EXTRAHIERTER TEXT:
════════

Tipps für das richtige ergonomische Sitzen
Tipp #1
Das Becken nach vorne kippen, um die Lordose in LWS aufrechtzuerhalten.
Tipp #2
Die Oberschenkel sollten leicht nach vorne abfallen, denn das vermindert den Druck auf die LWS und das Steißbein.
Tipp #3
Die Schulterblätter zeigen entspannt nach hinten unten wobei die Schulter-Nackenmuskulatur so locker wie möglich erscheint.
Tipp #4
- Brustbein nach vorn oben strecken – nimmt den Druck vom Zwerchfell und verbessert die Atmung
- Kopf in gerader Linie zur Wirbelsäule eingestellt – Blick gerade nach vorn
Was sollte man beim richtigen Sitzen beachten?

════════

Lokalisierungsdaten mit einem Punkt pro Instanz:
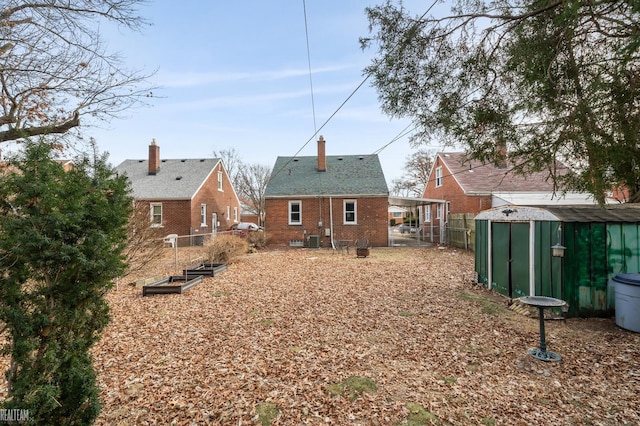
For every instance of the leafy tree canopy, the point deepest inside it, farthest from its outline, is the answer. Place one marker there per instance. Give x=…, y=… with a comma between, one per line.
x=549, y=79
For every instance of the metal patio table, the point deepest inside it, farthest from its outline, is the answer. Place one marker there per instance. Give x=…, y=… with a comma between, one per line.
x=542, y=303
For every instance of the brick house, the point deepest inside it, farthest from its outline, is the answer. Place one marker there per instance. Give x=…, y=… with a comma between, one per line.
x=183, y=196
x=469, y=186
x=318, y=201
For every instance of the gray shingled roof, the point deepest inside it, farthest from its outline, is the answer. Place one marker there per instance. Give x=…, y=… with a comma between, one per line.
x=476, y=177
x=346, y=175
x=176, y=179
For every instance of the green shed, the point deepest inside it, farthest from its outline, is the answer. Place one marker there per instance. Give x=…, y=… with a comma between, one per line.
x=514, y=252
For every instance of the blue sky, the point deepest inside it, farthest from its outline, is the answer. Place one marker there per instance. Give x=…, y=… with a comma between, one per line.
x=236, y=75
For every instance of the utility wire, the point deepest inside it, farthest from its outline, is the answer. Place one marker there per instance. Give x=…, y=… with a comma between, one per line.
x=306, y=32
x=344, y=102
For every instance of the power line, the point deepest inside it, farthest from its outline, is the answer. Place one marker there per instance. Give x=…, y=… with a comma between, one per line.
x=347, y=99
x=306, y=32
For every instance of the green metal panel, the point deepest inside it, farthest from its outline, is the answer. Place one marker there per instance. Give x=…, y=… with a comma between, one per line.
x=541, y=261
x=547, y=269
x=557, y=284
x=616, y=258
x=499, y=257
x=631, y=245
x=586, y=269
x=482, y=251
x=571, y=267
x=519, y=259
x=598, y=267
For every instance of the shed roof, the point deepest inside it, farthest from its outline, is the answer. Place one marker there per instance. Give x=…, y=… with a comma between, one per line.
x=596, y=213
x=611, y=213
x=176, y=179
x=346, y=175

════════

AUFGABEN:
#1 Welche Wirkungen oder Zwecke nennen die Tipps zum ergonomischen Sitzen für die beschriebenen Haltungen? Zähle alle auf.
#2 Warum sollen die Oberschenkel laut den Tipps zum ergonomischen Sitzen leicht nach vorne abfallen?

LÖSUNGEN:
#1
- Die Lordose in der LWS wird aufrechterhalten.
- Der Druck auf die LWS und das Steißbein wird vermindert.
- Der Druck wird vom Zwerchfell genommen.
- Die Atmung wird verbessert.

#2 Dadurch wird der Druck auf die LWS und das Steißbein vermindert.